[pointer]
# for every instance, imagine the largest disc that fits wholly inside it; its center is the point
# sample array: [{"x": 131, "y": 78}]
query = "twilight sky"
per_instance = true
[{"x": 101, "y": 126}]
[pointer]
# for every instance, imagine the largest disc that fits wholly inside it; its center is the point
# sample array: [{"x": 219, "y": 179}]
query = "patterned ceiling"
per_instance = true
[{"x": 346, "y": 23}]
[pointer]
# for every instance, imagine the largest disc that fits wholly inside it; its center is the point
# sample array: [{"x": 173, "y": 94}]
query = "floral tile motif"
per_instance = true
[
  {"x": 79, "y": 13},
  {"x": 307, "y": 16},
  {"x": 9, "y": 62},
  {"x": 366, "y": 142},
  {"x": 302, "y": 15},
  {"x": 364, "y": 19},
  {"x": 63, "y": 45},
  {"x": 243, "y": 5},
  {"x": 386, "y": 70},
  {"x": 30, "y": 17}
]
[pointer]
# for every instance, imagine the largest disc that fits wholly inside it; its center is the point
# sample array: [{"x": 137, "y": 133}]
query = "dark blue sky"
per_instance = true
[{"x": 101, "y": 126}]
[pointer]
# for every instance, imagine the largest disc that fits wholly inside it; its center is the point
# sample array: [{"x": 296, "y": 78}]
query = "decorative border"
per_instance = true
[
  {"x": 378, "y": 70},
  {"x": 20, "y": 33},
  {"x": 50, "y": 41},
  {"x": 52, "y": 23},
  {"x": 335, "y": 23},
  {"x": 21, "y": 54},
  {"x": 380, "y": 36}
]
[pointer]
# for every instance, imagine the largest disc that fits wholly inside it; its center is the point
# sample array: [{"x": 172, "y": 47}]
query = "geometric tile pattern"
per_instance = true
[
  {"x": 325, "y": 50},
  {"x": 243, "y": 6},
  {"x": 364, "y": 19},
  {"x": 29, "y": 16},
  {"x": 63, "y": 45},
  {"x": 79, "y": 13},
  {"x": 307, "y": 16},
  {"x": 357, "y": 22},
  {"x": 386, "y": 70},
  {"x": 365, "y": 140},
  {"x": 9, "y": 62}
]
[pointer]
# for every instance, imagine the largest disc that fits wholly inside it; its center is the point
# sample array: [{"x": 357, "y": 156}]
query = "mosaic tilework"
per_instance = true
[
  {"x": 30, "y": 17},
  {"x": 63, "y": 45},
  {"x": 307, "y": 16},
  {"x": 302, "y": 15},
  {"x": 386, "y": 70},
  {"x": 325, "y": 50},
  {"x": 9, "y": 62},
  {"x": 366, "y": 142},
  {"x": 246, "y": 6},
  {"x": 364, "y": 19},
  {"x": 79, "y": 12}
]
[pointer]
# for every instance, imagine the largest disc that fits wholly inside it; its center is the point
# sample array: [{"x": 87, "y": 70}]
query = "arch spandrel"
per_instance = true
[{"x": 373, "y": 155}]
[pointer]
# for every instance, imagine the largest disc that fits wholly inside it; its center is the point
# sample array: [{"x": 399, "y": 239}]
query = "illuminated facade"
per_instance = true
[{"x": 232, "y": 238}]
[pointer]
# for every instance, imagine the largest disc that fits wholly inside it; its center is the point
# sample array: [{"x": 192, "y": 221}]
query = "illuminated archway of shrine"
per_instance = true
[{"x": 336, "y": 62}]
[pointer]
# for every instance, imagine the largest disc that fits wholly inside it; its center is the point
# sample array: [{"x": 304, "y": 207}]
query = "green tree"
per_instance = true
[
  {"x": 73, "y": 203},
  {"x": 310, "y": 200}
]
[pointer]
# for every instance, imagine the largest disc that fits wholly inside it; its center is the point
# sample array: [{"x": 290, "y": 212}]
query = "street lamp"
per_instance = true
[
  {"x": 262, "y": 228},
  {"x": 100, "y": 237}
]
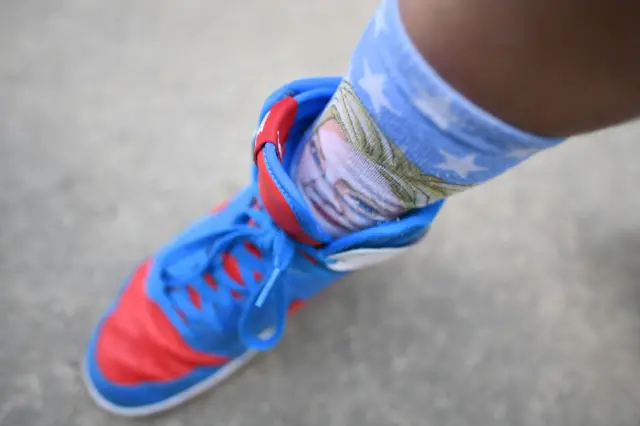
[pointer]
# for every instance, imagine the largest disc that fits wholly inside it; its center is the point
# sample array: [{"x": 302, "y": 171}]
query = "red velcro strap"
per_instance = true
[{"x": 275, "y": 126}]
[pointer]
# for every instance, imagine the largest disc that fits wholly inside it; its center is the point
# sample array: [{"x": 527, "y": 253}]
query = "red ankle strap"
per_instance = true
[{"x": 275, "y": 126}]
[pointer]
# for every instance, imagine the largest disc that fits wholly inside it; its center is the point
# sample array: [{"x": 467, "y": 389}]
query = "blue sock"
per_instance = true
[{"x": 396, "y": 136}]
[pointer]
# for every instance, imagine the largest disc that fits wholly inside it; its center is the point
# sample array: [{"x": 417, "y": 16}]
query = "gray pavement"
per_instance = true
[{"x": 122, "y": 121}]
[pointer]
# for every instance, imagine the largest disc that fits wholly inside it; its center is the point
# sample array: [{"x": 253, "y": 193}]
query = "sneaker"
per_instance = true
[{"x": 205, "y": 304}]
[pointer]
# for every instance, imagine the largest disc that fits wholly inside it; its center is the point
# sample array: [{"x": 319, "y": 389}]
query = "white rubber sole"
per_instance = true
[{"x": 178, "y": 399}]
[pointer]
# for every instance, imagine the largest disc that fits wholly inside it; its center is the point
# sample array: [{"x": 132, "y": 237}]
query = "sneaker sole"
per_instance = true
[{"x": 149, "y": 410}]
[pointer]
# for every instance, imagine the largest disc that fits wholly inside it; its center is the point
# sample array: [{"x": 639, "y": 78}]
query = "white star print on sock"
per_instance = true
[
  {"x": 461, "y": 165},
  {"x": 373, "y": 85}
]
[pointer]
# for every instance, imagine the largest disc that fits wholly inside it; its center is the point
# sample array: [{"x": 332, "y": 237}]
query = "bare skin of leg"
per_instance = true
[{"x": 551, "y": 67}]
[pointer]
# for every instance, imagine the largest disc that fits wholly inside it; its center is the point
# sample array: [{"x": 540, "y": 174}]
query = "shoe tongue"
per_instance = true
[{"x": 279, "y": 194}]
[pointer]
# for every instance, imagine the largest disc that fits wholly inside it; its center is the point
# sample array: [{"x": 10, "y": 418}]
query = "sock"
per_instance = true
[{"x": 396, "y": 137}]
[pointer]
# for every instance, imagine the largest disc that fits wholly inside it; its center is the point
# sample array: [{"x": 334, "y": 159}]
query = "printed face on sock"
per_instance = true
[{"x": 342, "y": 186}]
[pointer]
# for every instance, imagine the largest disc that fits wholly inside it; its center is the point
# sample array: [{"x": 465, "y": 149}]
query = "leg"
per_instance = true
[
  {"x": 445, "y": 95},
  {"x": 334, "y": 157}
]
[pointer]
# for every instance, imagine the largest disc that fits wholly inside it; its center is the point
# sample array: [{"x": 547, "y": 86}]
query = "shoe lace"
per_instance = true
[{"x": 246, "y": 298}]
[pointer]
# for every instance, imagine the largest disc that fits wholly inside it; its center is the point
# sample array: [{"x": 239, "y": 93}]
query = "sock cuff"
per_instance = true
[{"x": 411, "y": 102}]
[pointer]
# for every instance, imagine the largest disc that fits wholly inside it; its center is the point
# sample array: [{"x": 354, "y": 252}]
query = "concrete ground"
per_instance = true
[{"x": 122, "y": 121}]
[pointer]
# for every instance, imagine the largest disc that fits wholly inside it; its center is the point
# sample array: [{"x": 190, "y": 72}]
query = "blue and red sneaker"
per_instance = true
[{"x": 207, "y": 302}]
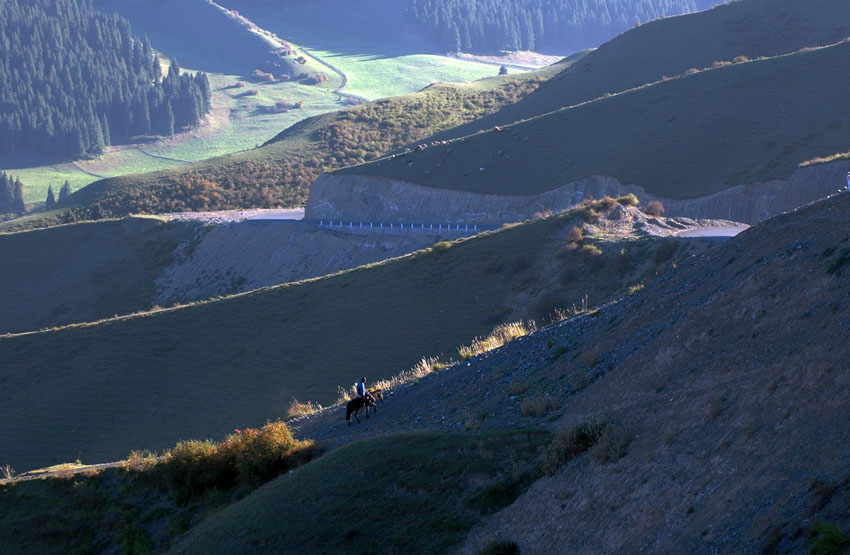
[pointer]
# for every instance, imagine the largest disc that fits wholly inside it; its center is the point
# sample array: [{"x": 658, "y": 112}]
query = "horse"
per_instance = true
[{"x": 354, "y": 405}]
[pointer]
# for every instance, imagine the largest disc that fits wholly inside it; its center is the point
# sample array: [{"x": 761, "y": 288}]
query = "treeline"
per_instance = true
[
  {"x": 73, "y": 80},
  {"x": 548, "y": 25},
  {"x": 11, "y": 195},
  {"x": 266, "y": 178}
]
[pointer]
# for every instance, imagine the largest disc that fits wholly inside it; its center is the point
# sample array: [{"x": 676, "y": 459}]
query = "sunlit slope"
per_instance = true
[
  {"x": 682, "y": 138},
  {"x": 280, "y": 173},
  {"x": 671, "y": 46},
  {"x": 98, "y": 391},
  {"x": 83, "y": 272}
]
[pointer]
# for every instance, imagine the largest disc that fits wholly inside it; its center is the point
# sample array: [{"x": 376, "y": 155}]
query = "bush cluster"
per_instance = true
[{"x": 245, "y": 458}]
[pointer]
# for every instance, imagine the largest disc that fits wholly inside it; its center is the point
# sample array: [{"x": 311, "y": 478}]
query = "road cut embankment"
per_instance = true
[{"x": 371, "y": 198}]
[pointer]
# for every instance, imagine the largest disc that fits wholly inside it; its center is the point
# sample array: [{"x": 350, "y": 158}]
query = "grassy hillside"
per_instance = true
[
  {"x": 95, "y": 391},
  {"x": 717, "y": 399},
  {"x": 438, "y": 485},
  {"x": 281, "y": 172},
  {"x": 134, "y": 510},
  {"x": 83, "y": 272},
  {"x": 208, "y": 35},
  {"x": 685, "y": 137},
  {"x": 671, "y": 46}
]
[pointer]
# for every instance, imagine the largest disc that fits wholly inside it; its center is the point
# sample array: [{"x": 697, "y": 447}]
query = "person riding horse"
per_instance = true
[{"x": 367, "y": 400}]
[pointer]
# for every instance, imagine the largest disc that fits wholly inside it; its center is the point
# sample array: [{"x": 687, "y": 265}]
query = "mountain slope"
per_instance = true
[
  {"x": 280, "y": 172},
  {"x": 681, "y": 138},
  {"x": 671, "y": 46},
  {"x": 96, "y": 391},
  {"x": 724, "y": 386},
  {"x": 205, "y": 35},
  {"x": 83, "y": 272}
]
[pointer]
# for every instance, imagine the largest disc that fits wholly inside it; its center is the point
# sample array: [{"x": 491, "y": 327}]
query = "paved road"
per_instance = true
[{"x": 713, "y": 231}]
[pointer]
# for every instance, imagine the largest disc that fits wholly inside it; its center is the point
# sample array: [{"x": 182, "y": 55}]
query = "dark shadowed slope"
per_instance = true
[
  {"x": 725, "y": 387},
  {"x": 671, "y": 46},
  {"x": 681, "y": 138}
]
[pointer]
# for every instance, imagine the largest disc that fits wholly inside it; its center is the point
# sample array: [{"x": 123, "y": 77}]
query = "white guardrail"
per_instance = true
[{"x": 401, "y": 227}]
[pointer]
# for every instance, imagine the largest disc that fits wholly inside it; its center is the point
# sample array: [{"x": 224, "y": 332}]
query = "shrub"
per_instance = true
[
  {"x": 246, "y": 457},
  {"x": 193, "y": 467},
  {"x": 259, "y": 455},
  {"x": 665, "y": 251},
  {"x": 261, "y": 75},
  {"x": 654, "y": 208},
  {"x": 297, "y": 408},
  {"x": 141, "y": 461},
  {"x": 628, "y": 200},
  {"x": 576, "y": 235},
  {"x": 829, "y": 539},
  {"x": 589, "y": 252},
  {"x": 570, "y": 443},
  {"x": 612, "y": 446},
  {"x": 591, "y": 358},
  {"x": 538, "y": 406},
  {"x": 635, "y": 289},
  {"x": 607, "y": 203},
  {"x": 498, "y": 337},
  {"x": 7, "y": 472}
]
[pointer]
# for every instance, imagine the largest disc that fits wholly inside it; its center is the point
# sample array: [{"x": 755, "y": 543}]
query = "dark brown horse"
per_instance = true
[{"x": 354, "y": 405}]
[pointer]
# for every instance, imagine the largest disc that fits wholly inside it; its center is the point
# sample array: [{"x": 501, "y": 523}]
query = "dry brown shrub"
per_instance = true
[
  {"x": 570, "y": 442},
  {"x": 576, "y": 235},
  {"x": 538, "y": 406},
  {"x": 628, "y": 200},
  {"x": 613, "y": 444},
  {"x": 140, "y": 461},
  {"x": 591, "y": 358},
  {"x": 297, "y": 408}
]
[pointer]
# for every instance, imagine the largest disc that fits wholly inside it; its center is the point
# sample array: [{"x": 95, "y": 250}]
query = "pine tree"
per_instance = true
[
  {"x": 5, "y": 193},
  {"x": 18, "y": 205},
  {"x": 51, "y": 200},
  {"x": 65, "y": 191}
]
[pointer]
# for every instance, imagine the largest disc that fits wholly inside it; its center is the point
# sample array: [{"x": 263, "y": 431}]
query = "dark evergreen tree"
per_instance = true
[
  {"x": 6, "y": 193},
  {"x": 18, "y": 205},
  {"x": 51, "y": 199},
  {"x": 65, "y": 191},
  {"x": 73, "y": 80},
  {"x": 558, "y": 25}
]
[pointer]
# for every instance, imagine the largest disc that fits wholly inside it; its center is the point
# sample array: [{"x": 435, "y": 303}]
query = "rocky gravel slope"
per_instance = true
[{"x": 729, "y": 380}]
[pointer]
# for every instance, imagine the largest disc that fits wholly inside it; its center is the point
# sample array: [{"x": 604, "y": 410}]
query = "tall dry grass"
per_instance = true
[{"x": 498, "y": 337}]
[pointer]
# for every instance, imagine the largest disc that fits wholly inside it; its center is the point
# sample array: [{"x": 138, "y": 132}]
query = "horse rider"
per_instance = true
[{"x": 361, "y": 389}]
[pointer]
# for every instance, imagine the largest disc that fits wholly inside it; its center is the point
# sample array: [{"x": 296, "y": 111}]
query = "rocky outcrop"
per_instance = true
[{"x": 369, "y": 198}]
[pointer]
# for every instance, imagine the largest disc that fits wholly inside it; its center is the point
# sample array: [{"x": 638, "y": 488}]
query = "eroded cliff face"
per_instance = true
[{"x": 376, "y": 199}]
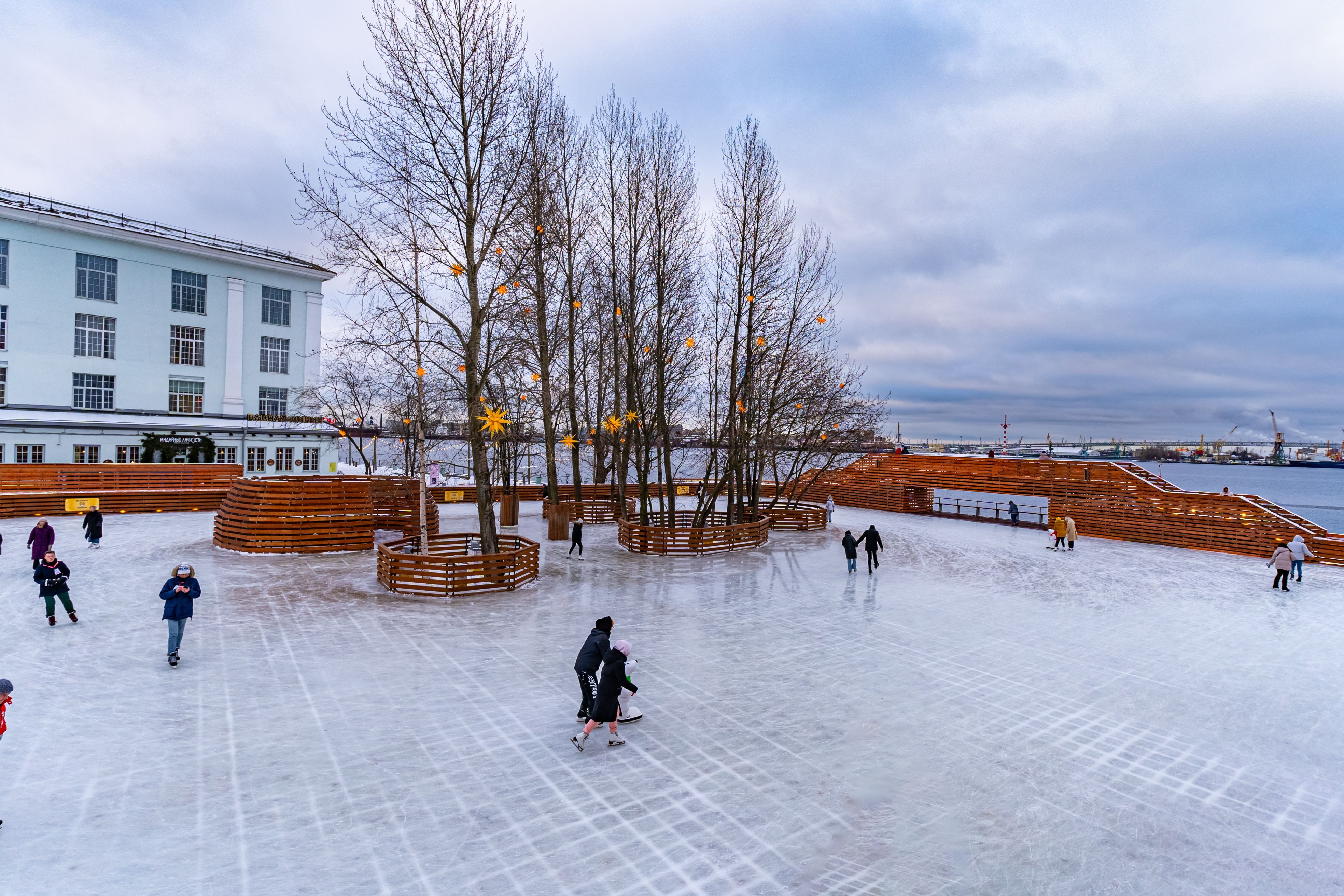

WORK INSTRUCTION -
Show every line in the entries where the string "strap" occurs.

EXERCISE RESPONSE -
query = "red velcro strap"
query = "red ankle strap"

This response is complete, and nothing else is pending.